# Aim of the exercise:
The entries below are to be restated exactly, and their images are to be omitted.

Source data
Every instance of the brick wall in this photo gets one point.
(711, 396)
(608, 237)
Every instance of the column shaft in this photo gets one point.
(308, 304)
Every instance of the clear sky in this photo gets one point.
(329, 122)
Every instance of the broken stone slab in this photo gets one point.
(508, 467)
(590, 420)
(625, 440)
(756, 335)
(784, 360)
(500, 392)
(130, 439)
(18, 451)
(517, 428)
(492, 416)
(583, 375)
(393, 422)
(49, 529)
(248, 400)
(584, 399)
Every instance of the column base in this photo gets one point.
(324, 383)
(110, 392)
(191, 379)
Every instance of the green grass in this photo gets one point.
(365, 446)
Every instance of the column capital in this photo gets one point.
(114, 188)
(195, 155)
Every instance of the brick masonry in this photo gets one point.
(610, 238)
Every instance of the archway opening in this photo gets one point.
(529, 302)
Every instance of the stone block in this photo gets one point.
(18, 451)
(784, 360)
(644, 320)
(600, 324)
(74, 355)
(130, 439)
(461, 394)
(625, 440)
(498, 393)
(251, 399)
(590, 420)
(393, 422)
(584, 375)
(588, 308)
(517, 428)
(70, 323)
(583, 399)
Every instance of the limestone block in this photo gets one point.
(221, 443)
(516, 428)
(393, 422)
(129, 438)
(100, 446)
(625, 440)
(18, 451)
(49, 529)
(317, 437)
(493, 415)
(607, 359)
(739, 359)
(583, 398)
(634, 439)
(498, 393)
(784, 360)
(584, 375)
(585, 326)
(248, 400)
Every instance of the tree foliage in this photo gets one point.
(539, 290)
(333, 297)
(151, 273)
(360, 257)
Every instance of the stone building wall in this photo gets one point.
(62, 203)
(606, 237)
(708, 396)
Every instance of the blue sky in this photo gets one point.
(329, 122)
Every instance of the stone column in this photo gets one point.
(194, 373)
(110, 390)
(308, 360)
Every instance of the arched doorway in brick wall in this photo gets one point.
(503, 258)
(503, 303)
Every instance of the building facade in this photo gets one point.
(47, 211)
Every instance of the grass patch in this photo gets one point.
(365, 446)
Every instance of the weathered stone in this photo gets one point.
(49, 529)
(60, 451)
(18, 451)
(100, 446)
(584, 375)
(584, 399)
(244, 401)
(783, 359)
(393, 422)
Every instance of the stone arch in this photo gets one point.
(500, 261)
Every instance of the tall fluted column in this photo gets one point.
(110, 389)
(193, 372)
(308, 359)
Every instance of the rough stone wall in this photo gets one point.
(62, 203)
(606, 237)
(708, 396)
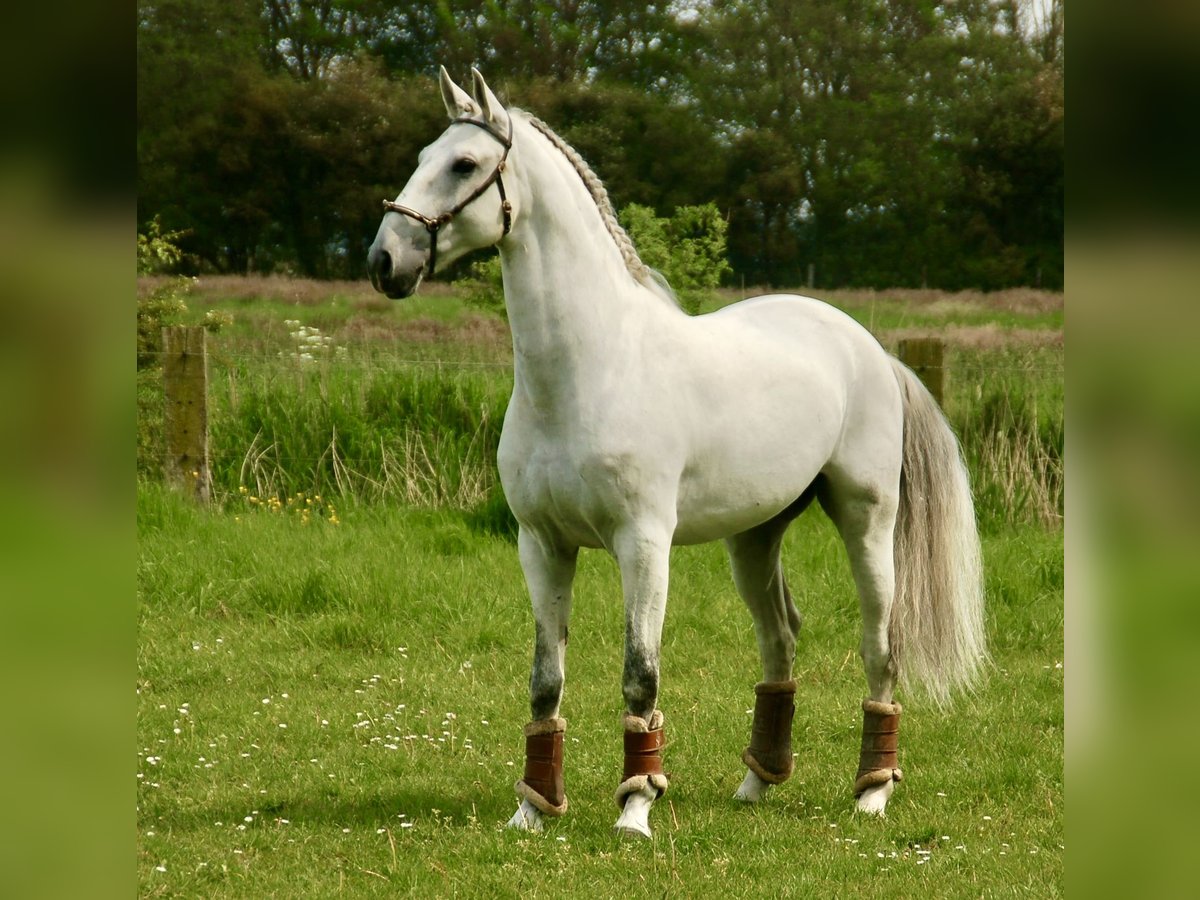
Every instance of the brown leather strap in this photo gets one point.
(643, 753)
(544, 766)
(771, 736)
(881, 736)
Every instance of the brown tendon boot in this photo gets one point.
(877, 762)
(643, 756)
(543, 783)
(769, 755)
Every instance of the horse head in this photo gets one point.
(449, 207)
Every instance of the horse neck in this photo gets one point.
(568, 291)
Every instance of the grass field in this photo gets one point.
(331, 684)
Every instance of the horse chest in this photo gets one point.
(575, 481)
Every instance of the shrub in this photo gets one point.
(687, 249)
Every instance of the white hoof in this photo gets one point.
(527, 819)
(874, 801)
(635, 817)
(753, 789)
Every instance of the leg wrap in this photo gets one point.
(543, 783)
(769, 755)
(877, 762)
(643, 756)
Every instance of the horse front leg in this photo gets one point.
(643, 556)
(550, 573)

# Expected output:
Every instance of the brick wall in this photo gets one point.
(711, 396)
(608, 237)
Every instance of the column shaft in this photo gets one point.
(308, 304)
Every instance of the clear sky in this photo gets one point.
(329, 122)
Every instance of the broken stone slab in this photo gets one point.
(508, 467)
(590, 420)
(625, 440)
(756, 335)
(784, 360)
(500, 392)
(130, 439)
(18, 451)
(517, 428)
(492, 416)
(583, 375)
(393, 422)
(49, 529)
(248, 400)
(584, 399)
Every instance of the column base in this photo gets one point.
(324, 383)
(110, 392)
(191, 379)
Every instance of the green grass in this photo gets one point.
(365, 446)
Every instance of the column capital in this photo gets one point.
(114, 188)
(195, 155)
Every instance of the brick masonry in this photo gets one point.
(610, 238)
Every instance of the archway opening in this photo gets one point.
(529, 302)
Every instance of the stone block in this photo gets one point.
(18, 451)
(784, 360)
(644, 320)
(600, 324)
(74, 355)
(130, 439)
(461, 394)
(625, 440)
(498, 393)
(251, 399)
(590, 420)
(393, 422)
(584, 375)
(588, 308)
(517, 428)
(70, 323)
(583, 399)
Every instance of the limestone block in this photo gets one point.
(221, 443)
(516, 428)
(393, 422)
(129, 438)
(100, 446)
(625, 440)
(18, 451)
(49, 529)
(317, 437)
(493, 415)
(607, 359)
(739, 359)
(583, 398)
(634, 439)
(498, 393)
(784, 360)
(584, 375)
(585, 326)
(248, 400)
Every instance of the tree foliage in this photo gets one point.
(539, 290)
(333, 297)
(151, 273)
(360, 257)
Every instance of the stone building wall in this photo gets one point.
(62, 203)
(606, 237)
(708, 396)
Every instance of the blue sky in this photo gets one point.
(329, 122)
Every instance of the stone column in this photo gets one point.
(194, 373)
(110, 390)
(308, 360)
Every instance of the arched doorway in brick wall in this photo gets one point.
(503, 258)
(503, 303)
Every instance of the building facade in this photo gets one point.
(47, 211)
Every instance of the grass patch in this photo gets one point.
(365, 446)
Every instance of the weathered stone in this photo gets one point.
(49, 529)
(60, 451)
(18, 451)
(100, 446)
(584, 375)
(584, 399)
(244, 401)
(783, 359)
(393, 422)
Every instance of the stone arch in this photo gets one point.
(500, 261)
Every instance of the tall fluted column in this photo gets one point.
(110, 389)
(193, 372)
(308, 359)
Every instance of the rough stone wall in this photo gets one point.
(62, 203)
(606, 237)
(708, 396)
Every instance of the brown leather strap in this photo gets one point.
(643, 753)
(544, 766)
(771, 736)
(881, 736)
Every instance of the brown tendon boot in this photo gets one point.
(877, 762)
(643, 756)
(543, 783)
(769, 755)
Every instance of the horse head in this photo gets one point.
(449, 207)
Every instance of the horse neck in this photo gets one point.
(568, 291)
Every instance of the grass field in this photo gets one point.
(331, 684)
Every instance of the horse chest in this photo gets one point.
(575, 481)
Every instance of the shrub in this photo gets one point.
(687, 249)
Every instance of the white hoof in this photo gets one point.
(527, 819)
(874, 801)
(635, 817)
(753, 789)
Every instance of the leg wrap in this photo gets one point.
(543, 783)
(769, 755)
(877, 762)
(643, 756)
Every instance of the horse front leg in this photo gets one point.
(643, 556)
(550, 573)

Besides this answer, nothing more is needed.